§ **What is needed**: Return the records below exactly as they are written.

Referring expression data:
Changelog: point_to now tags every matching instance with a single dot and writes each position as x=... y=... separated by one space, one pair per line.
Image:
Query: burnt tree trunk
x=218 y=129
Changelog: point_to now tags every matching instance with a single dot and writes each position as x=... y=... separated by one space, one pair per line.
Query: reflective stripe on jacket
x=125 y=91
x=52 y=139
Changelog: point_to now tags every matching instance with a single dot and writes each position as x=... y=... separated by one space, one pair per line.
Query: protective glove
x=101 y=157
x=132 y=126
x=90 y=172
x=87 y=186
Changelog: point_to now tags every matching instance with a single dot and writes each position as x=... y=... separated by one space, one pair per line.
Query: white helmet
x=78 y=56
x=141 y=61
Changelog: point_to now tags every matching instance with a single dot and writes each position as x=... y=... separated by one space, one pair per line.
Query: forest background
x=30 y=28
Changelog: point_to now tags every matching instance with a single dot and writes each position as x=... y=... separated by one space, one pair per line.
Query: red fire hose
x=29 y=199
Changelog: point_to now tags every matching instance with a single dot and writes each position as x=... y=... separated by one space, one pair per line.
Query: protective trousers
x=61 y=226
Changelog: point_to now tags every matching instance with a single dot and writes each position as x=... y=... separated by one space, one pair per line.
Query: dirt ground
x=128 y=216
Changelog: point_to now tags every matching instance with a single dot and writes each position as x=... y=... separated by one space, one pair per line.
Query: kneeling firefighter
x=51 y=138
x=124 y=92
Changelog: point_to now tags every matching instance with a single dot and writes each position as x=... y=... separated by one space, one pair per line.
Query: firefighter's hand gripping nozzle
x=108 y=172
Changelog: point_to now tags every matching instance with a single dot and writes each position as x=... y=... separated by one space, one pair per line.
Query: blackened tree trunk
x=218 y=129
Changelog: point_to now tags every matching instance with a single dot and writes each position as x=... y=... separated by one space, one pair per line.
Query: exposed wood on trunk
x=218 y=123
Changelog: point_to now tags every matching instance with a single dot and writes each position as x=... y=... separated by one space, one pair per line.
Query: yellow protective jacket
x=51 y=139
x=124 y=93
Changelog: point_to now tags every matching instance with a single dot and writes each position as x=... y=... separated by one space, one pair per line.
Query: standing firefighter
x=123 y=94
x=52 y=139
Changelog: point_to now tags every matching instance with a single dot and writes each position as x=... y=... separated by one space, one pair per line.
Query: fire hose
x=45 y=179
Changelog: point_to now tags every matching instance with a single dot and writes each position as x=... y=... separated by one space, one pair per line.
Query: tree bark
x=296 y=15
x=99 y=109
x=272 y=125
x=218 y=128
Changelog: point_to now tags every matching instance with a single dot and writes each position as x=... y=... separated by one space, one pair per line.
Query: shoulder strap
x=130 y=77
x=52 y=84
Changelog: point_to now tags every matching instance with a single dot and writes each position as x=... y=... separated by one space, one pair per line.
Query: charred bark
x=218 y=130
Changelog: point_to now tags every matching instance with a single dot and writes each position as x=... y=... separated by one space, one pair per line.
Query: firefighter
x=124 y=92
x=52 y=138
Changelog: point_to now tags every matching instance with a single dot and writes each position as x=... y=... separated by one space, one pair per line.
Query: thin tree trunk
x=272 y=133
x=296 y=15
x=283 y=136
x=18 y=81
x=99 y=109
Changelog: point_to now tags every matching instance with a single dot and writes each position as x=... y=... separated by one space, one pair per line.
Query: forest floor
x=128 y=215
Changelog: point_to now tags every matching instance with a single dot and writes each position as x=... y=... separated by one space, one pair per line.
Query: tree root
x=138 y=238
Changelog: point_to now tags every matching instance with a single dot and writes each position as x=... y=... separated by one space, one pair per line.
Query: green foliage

§ **Response box**:
Changelog: point_to now tags every matching instance with a single dot and writes each position as x=... y=... separated by one space, one pair per line.
Image:
Query: burnt tree trunk
x=218 y=129
Changelog: point_to now tags every matching instance with a single dot and writes each position as x=... y=... separated by one space, one pair per line.
Query: reflective stripe on jacket
x=125 y=91
x=52 y=139
Changelog: point_to now tags every matching instance with a single dot and writes each position as x=... y=... separated by one space, one pair per line.
Query: protective glove
x=101 y=157
x=132 y=126
x=90 y=172
x=87 y=186
Changelog: point_to now tags every matching instance with a single dot and writes each position as x=... y=... separated by one space, one pair per line.
Query: white helmet
x=78 y=56
x=141 y=61
Changelog: point_to now tags every matching instance with a single dot and writes each position as x=... y=... separated by one space, one pair per line.
Query: forest background
x=30 y=28
Changelog: point_to now tags every matching instance with a single dot and writes each position as x=... y=... separated by one space, one pair per line.
Query: red fire hose
x=29 y=199
Changelog: point_to now tags every matching instance with a single dot and writes each position as x=... y=... separated by one space, one pair per line.
Query: protective trousers
x=61 y=226
Changelog: point_to now tags every matching instance with a single dot and writes each position as x=... y=... separated by one space, one pair per line.
Query: dirt ground
x=128 y=216
Changelog: point_to now tags every matching instance with a single dot and writes each position as x=... y=... separated by one space, one pair per line.
Query: kneeling firefighter
x=51 y=138
x=124 y=92
Changelog: point_to now tags every matching instance with a single dot and writes each position as x=... y=... separated by one space, one pair per line.
Query: firefighter's hand gripping nozzle
x=108 y=172
Changelog: point_to now tags every matching instance with a single dot and writes each position as x=... y=... separated by one space, one pair per line.
Query: blackened tree trunk
x=218 y=129
Changelog: point_to now tags every matching instance with a single dot and writes each position as x=... y=... separated by one space, one pair per line.
Query: exposed wood on trunk
x=218 y=123
Changelog: point_to now tags every matching instance with a single dot and writes each position as x=... y=... separated by one space, one pair per line.
Query: yellow protective jacket
x=51 y=139
x=124 y=93
Changelog: point_to now tags every matching instance with a single dot and writes each position as x=... y=... separated by one space, one pair per line.
Query: standing firefighter
x=123 y=94
x=52 y=139
Changelog: point_to now tags every matching instance with a single dot and writes each position as x=... y=... separated by one space, one pair per line.
Query: fire hose
x=45 y=179
Changelog: point_to now tags every matching instance with a single dot and writes each position as x=... y=... separated by one space, one pair per line.
Query: tree bark
x=296 y=15
x=99 y=109
x=272 y=125
x=218 y=128
Changelog: point_to now tags every matching instance with a single dot and writes each position as x=... y=... separated by one space, one pair per line.
Query: shoulder strap
x=130 y=77
x=52 y=84
Changelog: point_to now tags every matching instance with a single dot and writes each position as x=... y=... separated by one space, one pair per line.
Query: charred bark
x=218 y=130
Changelog: point_to now tags every matching instance with a single dot and writes each position as x=... y=... separated by one space, one pair per line.
Query: firefighter
x=124 y=92
x=52 y=138
Changelog: point_to now tags every matching instance with a single dot and writes each position as x=... y=... separated by one space, one pair per line.
Query: thin tree trunk
x=272 y=133
x=296 y=15
x=283 y=136
x=18 y=81
x=99 y=109
Changelog: point_to now tags every matching instance with a single dot and writes each position as x=... y=... separated by one space, one pair per line.
Query: forest floor
x=128 y=215
Changelog: point_to now tags every matching instance with a single dot and writes each position as x=... y=... separated by one space, one pair per line.
Query: tree root
x=138 y=238
Changelog: point_to now tags every matching instance with a single dot and writes each position as x=... y=... separated by one space, one pair per line.
Query: green foliage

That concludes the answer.